Directive: How many of the lines below contain the string "positive"? Reply with the number alone.

Records from a data collection
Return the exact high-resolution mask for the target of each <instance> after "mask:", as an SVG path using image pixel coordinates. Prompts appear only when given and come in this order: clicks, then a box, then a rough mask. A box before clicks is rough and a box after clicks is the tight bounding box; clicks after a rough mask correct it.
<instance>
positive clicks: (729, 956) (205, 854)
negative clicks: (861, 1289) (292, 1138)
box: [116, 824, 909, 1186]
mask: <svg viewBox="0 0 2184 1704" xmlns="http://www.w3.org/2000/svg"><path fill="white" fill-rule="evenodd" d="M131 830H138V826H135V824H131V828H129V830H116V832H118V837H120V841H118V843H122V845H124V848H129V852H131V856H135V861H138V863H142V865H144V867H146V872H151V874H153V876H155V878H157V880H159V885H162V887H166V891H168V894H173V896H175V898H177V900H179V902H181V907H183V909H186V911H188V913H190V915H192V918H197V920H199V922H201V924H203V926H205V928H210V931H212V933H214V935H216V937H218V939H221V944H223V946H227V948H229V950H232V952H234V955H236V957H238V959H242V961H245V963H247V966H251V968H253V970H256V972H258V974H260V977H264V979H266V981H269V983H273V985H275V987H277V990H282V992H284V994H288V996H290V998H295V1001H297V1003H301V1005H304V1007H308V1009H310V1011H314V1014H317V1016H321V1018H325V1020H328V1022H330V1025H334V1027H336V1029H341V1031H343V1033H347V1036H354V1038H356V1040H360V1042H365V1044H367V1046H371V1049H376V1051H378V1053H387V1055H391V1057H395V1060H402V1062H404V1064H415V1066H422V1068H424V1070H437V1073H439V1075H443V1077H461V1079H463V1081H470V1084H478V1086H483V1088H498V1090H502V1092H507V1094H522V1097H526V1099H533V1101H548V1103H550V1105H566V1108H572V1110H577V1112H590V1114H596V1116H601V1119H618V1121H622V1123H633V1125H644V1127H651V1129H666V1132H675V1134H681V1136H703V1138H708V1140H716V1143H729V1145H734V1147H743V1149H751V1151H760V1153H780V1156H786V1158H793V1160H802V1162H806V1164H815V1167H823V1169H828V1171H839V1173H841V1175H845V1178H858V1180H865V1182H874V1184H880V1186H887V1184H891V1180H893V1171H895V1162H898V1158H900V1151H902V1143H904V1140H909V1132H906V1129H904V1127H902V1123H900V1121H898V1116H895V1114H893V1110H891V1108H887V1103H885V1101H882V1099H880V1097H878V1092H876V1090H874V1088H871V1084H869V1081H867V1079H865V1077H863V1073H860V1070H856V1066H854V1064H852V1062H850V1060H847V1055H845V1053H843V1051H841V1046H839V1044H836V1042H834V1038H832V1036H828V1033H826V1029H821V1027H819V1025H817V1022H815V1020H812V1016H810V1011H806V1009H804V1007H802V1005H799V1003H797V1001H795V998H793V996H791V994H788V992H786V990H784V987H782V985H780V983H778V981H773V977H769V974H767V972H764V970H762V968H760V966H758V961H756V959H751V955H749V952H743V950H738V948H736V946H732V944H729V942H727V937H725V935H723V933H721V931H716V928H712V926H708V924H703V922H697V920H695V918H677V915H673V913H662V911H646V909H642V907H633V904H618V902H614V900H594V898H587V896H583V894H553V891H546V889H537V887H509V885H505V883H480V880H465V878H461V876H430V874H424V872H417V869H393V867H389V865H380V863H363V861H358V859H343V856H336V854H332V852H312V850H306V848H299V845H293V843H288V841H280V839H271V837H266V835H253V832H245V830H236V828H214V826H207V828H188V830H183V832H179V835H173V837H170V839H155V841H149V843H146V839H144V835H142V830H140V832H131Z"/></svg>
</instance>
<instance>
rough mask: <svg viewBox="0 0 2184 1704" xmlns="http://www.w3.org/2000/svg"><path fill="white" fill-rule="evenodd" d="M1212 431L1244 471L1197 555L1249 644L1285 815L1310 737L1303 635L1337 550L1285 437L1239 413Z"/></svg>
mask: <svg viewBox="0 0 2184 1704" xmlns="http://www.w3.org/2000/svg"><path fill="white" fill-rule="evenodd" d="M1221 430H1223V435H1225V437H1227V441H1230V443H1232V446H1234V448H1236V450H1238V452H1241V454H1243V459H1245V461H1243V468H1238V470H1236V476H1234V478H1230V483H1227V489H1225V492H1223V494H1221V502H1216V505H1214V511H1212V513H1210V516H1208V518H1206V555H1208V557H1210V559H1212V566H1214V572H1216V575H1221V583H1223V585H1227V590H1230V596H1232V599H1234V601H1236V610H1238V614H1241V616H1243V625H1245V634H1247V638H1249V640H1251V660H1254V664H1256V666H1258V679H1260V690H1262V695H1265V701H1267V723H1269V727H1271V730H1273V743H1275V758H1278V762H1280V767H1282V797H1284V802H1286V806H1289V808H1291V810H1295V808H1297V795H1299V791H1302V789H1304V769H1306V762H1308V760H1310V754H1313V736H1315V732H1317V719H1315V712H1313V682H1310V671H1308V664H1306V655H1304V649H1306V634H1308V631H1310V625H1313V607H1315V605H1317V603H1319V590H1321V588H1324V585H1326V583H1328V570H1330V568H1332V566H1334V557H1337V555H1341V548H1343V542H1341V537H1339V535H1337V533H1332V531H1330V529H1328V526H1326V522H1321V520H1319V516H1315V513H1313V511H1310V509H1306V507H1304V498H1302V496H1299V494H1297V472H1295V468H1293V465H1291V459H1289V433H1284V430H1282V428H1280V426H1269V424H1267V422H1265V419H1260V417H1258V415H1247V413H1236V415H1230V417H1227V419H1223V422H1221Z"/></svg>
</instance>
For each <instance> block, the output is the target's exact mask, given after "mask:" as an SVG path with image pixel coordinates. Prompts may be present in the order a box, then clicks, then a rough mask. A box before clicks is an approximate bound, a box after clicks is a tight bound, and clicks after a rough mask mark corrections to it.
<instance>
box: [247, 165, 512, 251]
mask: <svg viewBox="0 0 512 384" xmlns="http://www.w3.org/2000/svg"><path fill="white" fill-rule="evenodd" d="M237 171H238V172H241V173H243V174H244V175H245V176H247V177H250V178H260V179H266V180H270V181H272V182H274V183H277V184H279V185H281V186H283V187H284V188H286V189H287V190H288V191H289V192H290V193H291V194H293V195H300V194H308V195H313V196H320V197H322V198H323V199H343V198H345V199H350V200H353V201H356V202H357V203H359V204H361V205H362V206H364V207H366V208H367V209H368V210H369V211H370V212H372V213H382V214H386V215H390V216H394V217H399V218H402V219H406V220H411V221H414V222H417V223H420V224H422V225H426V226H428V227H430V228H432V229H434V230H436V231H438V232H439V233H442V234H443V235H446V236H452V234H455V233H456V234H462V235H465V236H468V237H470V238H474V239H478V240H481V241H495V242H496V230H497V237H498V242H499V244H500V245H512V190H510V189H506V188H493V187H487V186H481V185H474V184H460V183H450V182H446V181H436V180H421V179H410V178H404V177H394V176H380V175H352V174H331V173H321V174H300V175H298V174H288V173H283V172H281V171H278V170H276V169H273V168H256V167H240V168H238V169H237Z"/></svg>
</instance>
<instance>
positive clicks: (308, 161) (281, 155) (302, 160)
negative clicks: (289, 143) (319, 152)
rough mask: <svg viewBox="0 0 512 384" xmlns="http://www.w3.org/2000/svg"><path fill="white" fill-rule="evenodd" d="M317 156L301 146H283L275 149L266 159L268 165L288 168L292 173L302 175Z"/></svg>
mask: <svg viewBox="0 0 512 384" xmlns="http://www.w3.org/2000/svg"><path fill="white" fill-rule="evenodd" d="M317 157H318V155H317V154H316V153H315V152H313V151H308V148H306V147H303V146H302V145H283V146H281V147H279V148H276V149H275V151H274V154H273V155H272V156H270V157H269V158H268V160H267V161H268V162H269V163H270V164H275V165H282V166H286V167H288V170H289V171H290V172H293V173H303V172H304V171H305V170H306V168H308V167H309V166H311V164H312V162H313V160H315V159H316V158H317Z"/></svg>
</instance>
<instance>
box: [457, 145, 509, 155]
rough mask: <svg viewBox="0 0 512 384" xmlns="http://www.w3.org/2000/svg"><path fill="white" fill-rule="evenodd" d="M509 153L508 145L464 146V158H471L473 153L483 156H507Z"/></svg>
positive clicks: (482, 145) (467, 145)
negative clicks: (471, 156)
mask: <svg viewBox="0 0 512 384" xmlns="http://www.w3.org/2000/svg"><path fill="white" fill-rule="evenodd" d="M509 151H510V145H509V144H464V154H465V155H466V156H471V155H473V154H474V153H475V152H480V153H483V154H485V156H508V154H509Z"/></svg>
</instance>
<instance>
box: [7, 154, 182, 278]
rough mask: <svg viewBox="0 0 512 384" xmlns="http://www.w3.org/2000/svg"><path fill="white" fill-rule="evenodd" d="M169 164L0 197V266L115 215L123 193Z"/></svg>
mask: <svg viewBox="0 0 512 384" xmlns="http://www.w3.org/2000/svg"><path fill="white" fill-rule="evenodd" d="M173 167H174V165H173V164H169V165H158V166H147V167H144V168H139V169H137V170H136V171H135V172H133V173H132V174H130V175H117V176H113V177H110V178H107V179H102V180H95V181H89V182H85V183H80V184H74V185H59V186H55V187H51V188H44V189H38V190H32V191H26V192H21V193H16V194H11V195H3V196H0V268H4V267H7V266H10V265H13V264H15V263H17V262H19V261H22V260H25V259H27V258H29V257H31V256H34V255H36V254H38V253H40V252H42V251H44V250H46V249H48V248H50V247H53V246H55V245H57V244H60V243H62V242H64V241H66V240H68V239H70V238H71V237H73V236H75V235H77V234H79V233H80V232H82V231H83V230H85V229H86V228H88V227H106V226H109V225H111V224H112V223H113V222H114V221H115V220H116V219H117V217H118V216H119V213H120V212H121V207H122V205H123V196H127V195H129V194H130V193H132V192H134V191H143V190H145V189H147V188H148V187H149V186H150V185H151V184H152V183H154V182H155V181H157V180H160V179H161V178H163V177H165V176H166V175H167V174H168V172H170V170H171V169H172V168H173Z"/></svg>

Final answer: 3